• **Short exercise**
In the lines below, reproduce everything from the line containing "Audit note: white pillow" down to the line containing "[[78, 321, 624, 426]]", both ends included, without changing a character.

• **Material provided**
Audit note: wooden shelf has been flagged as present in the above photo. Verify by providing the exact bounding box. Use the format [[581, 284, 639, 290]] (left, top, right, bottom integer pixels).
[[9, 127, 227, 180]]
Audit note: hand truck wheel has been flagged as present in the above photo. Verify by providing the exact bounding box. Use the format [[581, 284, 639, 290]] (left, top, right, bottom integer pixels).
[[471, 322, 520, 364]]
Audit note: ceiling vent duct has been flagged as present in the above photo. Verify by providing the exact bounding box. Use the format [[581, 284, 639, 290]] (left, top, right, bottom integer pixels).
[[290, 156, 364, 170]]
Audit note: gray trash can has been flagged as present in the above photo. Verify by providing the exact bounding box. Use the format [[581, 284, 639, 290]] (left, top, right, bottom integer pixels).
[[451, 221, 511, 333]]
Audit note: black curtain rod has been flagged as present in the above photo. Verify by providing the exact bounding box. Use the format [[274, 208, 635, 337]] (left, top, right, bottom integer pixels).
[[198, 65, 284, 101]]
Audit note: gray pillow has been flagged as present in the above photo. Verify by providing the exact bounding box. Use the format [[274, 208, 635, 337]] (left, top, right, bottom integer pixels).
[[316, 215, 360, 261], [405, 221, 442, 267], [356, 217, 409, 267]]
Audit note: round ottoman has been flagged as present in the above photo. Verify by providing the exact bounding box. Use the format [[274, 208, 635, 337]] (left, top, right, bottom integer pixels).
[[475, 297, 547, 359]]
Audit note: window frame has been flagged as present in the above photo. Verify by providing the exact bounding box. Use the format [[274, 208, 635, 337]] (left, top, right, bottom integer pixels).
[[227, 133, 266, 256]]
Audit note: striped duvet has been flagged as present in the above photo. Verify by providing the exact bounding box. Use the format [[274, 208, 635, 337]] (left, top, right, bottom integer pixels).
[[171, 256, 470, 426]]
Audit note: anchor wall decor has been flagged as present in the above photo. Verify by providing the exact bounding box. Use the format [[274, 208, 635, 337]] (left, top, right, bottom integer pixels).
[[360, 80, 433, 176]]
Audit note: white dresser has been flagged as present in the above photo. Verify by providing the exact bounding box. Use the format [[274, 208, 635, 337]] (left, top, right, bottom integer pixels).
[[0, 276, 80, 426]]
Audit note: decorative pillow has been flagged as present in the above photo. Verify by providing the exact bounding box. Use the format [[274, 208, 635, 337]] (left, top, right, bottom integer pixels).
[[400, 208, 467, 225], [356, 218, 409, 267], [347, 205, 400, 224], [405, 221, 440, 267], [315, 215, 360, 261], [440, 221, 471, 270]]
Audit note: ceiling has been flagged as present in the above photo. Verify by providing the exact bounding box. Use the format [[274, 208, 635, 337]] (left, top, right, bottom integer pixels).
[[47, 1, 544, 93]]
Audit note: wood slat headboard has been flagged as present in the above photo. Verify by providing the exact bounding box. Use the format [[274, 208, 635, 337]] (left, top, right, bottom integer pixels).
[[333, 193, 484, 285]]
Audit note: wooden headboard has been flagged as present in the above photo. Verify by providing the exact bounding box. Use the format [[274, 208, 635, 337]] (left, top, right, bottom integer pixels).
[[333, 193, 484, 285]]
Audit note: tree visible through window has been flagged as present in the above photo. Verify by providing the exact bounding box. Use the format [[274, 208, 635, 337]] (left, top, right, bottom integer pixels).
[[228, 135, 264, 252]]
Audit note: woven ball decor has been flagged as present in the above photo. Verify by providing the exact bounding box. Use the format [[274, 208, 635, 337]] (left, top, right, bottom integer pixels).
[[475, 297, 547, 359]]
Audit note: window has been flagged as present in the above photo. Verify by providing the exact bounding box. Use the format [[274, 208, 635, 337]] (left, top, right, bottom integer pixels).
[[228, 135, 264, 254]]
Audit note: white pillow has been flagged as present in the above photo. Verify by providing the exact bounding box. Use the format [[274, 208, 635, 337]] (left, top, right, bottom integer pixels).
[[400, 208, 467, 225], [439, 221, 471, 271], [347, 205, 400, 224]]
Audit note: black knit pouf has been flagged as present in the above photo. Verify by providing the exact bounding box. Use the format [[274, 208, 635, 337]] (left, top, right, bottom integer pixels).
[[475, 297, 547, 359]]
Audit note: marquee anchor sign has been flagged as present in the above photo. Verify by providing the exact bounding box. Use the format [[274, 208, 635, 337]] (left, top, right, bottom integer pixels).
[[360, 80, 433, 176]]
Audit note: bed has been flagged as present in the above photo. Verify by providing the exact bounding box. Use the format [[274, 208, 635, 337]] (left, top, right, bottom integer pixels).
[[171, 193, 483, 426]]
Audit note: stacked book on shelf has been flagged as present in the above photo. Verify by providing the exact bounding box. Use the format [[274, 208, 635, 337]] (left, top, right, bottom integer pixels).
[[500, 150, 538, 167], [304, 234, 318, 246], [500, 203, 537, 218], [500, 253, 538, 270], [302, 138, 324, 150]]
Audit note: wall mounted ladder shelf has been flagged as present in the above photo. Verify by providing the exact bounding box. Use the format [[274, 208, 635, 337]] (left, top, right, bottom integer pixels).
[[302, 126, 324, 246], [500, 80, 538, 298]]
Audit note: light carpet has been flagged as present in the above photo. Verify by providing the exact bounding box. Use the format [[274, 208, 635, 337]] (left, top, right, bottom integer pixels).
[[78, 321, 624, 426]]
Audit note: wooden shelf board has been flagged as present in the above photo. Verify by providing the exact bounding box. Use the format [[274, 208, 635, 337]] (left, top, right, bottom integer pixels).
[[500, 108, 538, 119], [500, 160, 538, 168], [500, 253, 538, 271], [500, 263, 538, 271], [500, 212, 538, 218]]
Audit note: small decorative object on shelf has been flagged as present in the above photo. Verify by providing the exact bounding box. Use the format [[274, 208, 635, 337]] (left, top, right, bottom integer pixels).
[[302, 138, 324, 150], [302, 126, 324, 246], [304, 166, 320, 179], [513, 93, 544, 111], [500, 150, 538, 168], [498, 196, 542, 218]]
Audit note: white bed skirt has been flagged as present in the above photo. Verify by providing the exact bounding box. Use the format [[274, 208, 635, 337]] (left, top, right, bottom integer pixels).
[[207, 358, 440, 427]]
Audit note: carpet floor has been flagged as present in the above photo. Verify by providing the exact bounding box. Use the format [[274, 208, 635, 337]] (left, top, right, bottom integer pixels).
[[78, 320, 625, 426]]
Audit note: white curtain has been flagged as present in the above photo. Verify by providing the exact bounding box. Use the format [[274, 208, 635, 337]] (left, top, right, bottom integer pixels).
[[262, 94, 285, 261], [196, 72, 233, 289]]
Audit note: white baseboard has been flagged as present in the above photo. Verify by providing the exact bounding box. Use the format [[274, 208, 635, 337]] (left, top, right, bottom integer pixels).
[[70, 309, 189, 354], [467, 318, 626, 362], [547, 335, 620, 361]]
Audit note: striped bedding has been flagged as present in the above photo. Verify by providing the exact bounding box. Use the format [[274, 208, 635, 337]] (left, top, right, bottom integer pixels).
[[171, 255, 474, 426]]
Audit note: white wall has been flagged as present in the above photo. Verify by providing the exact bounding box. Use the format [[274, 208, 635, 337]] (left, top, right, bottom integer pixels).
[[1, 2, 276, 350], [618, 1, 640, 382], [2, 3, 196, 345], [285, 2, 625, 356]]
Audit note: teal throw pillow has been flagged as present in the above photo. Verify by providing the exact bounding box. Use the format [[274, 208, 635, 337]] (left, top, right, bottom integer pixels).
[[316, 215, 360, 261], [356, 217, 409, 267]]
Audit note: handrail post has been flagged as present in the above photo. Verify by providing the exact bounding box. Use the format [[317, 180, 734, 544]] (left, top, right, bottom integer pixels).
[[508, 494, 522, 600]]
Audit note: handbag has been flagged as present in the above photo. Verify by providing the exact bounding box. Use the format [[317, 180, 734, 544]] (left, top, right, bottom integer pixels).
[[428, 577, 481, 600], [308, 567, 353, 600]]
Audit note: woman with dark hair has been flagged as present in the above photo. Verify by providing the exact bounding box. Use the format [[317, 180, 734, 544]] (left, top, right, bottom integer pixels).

• **Response to this exercise**
Audit note: white pillow has been flagged as present in the above photo. Verify by providing the exact bounding box. Use the format [[274, 208, 635, 337]] (left, top, right, bottom integer pixels).
[[400, 208, 467, 225], [439, 221, 471, 271], [347, 205, 400, 224]]
Audit note: black knit pouf has been flagged as present in the above photo. Verify by providing the exact bounding box. Use the format [[274, 208, 635, 337]] (left, top, right, bottom integer pixels).
[[475, 297, 547, 359]]
Audit note: marquee anchor sign has been flagged as present in the above photo. Verify by providing the exact bounding box. Use the format [[274, 208, 635, 337]] (left, top, right, bottom integer pixels).
[[360, 80, 433, 176]]
Audit note: bed has been flagged as present in the above photo. Verify by providing the exact bounding box. Use the format [[274, 208, 635, 337]] (left, top, right, bottom integer pixels).
[[171, 193, 483, 426]]
Audit note: stacked book on shelf has been flagged as present in the above photo. Verify by providing the exact bounding box. Use the format [[274, 208, 635, 337]] (left, top, right, bottom integer pixels).
[[500, 150, 538, 167], [304, 234, 318, 246], [500, 203, 537, 218], [500, 253, 538, 270], [302, 138, 324, 150]]
Audit note: wall mounted ladder shelf has been flagged as present in the above photo. Verify by providing the exact bounding box. Use the format [[274, 208, 635, 337]] (left, top, right, bottom integer pixels).
[[302, 126, 324, 246], [500, 80, 538, 298]]
Audit note: light carpet has been flagged as present in the above photo. Verify by providing the exact bounding box. Use the format [[274, 208, 635, 337]] (left, top, right, bottom integer pixels).
[[78, 321, 624, 426]]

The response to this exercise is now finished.